→ PROBLEM:
Copy the records from the line containing "Expected: one point per instance of the hill" through the end of the records, replacing "hill covered with trees" with "wooded hill" and changing nothing else.
(begin)
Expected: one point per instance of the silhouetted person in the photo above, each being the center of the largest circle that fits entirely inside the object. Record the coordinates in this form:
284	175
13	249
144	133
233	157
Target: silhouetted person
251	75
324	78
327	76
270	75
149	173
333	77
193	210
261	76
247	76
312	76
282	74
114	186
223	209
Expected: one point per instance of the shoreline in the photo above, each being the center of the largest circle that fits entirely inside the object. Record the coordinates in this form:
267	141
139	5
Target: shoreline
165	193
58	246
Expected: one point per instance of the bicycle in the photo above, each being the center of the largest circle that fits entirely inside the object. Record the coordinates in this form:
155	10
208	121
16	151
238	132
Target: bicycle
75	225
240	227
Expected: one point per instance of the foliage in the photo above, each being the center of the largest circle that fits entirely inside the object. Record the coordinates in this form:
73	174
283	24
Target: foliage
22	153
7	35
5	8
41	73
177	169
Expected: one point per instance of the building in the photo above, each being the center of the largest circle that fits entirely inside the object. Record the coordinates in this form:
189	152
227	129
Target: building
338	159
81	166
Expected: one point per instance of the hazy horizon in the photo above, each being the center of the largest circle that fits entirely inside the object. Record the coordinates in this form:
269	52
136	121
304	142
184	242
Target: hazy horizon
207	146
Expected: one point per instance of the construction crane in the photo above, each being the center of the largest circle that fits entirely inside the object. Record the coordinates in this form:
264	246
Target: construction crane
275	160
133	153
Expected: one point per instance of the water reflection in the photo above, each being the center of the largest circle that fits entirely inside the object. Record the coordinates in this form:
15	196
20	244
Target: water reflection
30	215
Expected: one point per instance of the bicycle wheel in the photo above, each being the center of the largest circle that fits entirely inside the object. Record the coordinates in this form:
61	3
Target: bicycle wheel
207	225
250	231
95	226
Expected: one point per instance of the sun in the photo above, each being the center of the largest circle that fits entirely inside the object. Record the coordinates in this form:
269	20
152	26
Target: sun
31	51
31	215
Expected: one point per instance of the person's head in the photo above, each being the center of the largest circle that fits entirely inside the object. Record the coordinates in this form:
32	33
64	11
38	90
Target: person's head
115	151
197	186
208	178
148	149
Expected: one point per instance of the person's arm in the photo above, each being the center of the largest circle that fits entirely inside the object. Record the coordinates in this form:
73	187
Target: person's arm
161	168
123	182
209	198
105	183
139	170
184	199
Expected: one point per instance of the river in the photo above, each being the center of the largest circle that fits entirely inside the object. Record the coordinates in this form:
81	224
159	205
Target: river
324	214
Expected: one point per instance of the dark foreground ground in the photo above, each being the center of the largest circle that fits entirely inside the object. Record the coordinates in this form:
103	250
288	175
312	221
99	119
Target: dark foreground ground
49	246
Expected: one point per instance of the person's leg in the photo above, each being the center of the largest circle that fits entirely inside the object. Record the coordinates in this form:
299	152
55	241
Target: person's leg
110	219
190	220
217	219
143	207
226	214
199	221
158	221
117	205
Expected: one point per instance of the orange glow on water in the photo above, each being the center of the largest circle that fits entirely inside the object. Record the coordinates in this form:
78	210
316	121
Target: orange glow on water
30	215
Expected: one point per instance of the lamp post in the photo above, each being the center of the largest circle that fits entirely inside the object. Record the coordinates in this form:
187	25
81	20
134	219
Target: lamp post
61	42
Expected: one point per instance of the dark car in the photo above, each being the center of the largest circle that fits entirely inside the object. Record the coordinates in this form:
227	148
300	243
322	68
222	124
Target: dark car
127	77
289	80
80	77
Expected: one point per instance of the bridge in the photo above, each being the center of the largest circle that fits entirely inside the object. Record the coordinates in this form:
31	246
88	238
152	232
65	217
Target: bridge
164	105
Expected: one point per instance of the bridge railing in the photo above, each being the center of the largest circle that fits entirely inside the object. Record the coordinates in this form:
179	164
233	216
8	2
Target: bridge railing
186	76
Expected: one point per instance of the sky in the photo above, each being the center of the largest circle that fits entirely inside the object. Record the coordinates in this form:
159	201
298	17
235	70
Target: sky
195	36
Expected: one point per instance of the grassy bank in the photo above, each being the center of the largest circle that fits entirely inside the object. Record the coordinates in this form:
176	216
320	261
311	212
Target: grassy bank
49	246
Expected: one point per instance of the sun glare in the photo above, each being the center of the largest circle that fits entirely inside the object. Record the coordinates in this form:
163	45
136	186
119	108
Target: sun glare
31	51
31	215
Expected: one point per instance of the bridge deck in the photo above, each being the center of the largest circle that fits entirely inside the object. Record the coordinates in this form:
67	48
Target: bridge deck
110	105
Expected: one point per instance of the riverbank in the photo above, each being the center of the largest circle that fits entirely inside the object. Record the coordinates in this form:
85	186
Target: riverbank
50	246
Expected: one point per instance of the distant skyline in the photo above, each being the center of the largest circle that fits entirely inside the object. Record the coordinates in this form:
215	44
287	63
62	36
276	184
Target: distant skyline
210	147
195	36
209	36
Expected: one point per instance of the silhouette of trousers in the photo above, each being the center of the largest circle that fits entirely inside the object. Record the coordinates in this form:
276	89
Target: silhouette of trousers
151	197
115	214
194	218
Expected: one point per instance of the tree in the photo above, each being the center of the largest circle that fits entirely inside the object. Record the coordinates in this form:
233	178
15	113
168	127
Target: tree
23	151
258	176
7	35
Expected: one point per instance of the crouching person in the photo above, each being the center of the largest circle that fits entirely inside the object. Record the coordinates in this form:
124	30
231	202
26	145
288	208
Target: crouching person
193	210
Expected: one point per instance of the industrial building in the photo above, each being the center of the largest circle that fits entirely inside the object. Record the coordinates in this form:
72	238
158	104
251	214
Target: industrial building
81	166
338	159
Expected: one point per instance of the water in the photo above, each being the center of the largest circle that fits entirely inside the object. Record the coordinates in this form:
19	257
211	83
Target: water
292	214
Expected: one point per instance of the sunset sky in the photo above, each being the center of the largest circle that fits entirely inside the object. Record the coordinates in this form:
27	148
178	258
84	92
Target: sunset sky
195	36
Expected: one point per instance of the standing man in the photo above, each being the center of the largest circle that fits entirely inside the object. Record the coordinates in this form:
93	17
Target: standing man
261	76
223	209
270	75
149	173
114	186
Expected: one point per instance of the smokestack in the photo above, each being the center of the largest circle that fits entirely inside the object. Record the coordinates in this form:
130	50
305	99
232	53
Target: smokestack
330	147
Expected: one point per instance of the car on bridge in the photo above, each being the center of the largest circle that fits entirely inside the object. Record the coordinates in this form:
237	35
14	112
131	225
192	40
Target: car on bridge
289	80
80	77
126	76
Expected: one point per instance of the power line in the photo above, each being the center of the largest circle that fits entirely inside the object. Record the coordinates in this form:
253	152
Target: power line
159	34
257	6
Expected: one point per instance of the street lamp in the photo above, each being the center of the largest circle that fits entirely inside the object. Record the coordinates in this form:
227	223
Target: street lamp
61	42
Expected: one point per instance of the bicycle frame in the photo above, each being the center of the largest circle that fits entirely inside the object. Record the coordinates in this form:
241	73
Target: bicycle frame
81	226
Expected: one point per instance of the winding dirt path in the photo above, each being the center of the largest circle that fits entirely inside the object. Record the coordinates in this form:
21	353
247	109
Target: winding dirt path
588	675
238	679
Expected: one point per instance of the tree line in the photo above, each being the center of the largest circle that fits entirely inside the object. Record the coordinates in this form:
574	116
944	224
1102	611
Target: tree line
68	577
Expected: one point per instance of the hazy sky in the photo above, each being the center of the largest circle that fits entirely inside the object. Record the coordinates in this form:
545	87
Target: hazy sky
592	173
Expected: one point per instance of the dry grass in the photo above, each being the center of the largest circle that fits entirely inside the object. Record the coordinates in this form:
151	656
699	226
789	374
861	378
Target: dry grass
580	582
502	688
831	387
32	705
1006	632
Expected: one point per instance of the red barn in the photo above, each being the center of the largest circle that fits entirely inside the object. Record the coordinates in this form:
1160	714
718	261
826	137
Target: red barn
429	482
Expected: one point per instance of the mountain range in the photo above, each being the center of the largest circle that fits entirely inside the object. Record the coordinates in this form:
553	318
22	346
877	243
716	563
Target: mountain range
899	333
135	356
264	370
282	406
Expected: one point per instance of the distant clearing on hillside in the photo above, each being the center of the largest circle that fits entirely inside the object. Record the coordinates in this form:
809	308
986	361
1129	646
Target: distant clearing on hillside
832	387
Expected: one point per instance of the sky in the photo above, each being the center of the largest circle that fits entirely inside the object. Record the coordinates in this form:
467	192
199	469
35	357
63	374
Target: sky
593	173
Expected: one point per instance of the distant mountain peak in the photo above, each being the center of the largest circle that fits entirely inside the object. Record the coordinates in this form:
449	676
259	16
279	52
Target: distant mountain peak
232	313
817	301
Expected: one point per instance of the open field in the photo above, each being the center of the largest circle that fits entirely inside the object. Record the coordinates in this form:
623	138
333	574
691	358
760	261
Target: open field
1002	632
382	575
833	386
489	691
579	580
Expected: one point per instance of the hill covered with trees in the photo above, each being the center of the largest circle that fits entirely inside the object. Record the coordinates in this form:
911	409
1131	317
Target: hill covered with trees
(end)
→ RESPONSE TO THIS TASK:
Expected: one point per instance of the wooded hill in the photo above, each being the center of the largest circle that fits entirely inside the object. Record the coordinates in this form:
911	409
1131	317
Target: wooded hill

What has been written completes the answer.